**TEXT PROVIDED:**
>> START
USGS

In cooperation with the Delaware River Basin Commission

Vulnerability of Production Wells in the Potomac-Raritan-Magothy Aquifer System to Saltwater Intrusion from the Delaware River in Camden, Gloucester, and Salem Counties, New Jersey

By Anthony S. Navoy, Lois M. Voronin, and Edward Modica

U.S. Geological Survey Scientific Investigations Report 2004-5096

 

The report is available in PDF Format ( 9,408 KB)

Abstract

The Potomac-Raritan-Magothy aquifer system is hydraulically connected to the Delaware River in parts of Camden and Gloucester Counties, New Jersey, and has more limited contact with the river in Salem County, New Jersey. The aquifer system is used widely for water supply, and 122 production wells that are permitted by the New Jersey Department of Environmental Protection to pump more than 100,000 gallons per day in the three counties are within 2 miles of the river. During drought, saltwater may encroach upstream from the Atlantic Ocean and Delaware Bay to areas where the aquifer system is recharged by induced infiltration through the Delaware River streambed. During the drought of the mid-1960's, water with a chloride concentration in excess of potability standards (250 mg/L (milligrams per liter)) encroached into the reach of the river that recharges the aquifer system. The vulnerability of the major production wells in the area to similar saltwater encroachment in the future is a concern to water managers. This vulnerability was evaluated by investigating two scenarios: (1) a one-time recurrence of the conditions approximating those that occurred in the1960's, and (2) the recurrence of those same conditions on an annual basis.
>> END
**PROBLEM SET:**
1 – Print the part of the saltwater intrusion abstract that opens with the words "Vulnerability of Production" and closes with "( 9,408 KB)".
2 – In the saltwater intrusion abstract, what chloride concentration is given as the potability standard?

Collected data:
>> START
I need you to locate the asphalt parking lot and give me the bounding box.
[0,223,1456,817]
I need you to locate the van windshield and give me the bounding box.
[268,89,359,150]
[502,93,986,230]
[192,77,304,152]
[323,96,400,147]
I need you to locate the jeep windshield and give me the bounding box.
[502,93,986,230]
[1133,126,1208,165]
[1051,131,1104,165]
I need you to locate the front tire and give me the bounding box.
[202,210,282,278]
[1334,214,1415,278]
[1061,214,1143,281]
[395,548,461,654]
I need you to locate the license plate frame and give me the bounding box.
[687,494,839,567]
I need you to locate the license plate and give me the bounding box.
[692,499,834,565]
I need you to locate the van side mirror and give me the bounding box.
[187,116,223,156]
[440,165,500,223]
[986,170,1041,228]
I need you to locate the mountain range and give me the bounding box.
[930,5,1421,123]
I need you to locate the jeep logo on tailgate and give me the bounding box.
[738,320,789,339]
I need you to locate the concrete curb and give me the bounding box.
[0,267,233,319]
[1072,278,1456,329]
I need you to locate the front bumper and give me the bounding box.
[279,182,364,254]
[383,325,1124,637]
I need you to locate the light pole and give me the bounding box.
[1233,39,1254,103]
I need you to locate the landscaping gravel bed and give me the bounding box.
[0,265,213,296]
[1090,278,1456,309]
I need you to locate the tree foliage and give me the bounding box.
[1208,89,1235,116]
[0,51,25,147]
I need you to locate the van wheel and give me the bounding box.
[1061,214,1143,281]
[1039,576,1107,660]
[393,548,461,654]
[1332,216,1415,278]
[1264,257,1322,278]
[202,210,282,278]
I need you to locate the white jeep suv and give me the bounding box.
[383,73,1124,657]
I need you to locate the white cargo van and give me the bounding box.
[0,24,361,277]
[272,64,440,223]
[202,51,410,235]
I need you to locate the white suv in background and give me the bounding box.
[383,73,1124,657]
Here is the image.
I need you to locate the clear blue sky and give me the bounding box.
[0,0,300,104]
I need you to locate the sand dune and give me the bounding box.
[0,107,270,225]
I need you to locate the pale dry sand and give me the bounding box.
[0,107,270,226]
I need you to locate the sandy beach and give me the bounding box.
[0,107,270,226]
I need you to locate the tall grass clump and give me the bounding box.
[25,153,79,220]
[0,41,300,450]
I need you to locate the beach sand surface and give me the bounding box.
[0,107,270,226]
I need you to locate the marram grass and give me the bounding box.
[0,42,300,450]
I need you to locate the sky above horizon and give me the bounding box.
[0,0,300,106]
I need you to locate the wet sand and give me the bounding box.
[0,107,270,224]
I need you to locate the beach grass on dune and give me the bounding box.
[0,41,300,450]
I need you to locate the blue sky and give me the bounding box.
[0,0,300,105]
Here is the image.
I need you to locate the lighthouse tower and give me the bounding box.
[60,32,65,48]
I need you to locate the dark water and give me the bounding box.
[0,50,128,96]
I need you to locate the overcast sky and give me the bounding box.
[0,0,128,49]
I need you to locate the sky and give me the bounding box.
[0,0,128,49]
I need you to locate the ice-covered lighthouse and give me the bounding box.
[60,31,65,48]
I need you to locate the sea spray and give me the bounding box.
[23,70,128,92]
>> END
**RESPONSE LIST:**
1 –
Vulnerability of Production Wells in the Potomac-Raritan-Magothy Aquifer System to Saltwater Intrusion from the Delaware River in Camden, Gloucester, and Salem Counties, New Jersey

By Anthony S. Navoy, Lois M. Voronin, and Edward Modica

U.S. Geological Survey Scientific Investigations Report 2004-5096

 

The report is available in PDF Format ( 9,408 KB)

2 – 250 mg/L (milligrams per liter)